[Location labeling records]
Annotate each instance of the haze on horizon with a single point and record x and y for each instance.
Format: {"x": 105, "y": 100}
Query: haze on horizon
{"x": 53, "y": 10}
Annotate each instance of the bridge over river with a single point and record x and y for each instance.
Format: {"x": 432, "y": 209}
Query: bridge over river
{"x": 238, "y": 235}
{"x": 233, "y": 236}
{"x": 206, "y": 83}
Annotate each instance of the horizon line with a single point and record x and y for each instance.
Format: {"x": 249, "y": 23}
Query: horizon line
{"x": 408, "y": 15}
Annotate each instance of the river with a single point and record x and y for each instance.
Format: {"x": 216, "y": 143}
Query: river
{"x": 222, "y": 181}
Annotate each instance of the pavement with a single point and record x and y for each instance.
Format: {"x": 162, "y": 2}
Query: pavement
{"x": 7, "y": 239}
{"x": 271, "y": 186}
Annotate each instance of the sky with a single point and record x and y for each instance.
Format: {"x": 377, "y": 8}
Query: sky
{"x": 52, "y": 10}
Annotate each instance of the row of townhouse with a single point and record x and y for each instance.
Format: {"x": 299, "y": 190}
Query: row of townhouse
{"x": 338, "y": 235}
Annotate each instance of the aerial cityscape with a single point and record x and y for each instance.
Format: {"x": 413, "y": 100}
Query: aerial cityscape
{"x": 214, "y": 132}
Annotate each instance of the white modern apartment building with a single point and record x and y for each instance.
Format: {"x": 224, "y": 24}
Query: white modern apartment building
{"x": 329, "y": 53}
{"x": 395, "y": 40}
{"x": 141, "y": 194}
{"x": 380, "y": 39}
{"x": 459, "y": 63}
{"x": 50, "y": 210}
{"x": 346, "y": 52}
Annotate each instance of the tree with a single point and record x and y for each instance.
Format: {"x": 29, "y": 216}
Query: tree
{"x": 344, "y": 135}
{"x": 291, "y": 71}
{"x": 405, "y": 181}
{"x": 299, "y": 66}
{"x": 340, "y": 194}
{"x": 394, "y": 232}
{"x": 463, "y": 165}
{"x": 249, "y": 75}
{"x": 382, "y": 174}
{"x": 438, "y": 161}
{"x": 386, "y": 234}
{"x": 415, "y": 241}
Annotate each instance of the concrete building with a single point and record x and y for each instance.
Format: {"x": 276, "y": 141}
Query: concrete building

** The problem **
Reproduce word for word the lines of the records from the one containing "Annotate each instance of the white" through the last line, including both ends.

** Finished task **
Annotate each instance of the white modern apartment building with a single point and record x and y for each instance.
Format: {"x": 224, "y": 24}
Query: white modern apartment building
{"x": 329, "y": 53}
{"x": 395, "y": 40}
{"x": 141, "y": 194}
{"x": 380, "y": 39}
{"x": 459, "y": 63}
{"x": 50, "y": 210}
{"x": 346, "y": 52}
Annotate each instance of the tree with a single point and record x and y for each instance.
Format: {"x": 29, "y": 216}
Query: tree
{"x": 344, "y": 135}
{"x": 291, "y": 71}
{"x": 405, "y": 181}
{"x": 299, "y": 66}
{"x": 340, "y": 194}
{"x": 394, "y": 232}
{"x": 463, "y": 165}
{"x": 249, "y": 75}
{"x": 382, "y": 174}
{"x": 438, "y": 161}
{"x": 386, "y": 234}
{"x": 415, "y": 241}
Annotate each instance of the concrete building with a single point and record x and y for each instance.
Format: {"x": 276, "y": 141}
Query: concrete building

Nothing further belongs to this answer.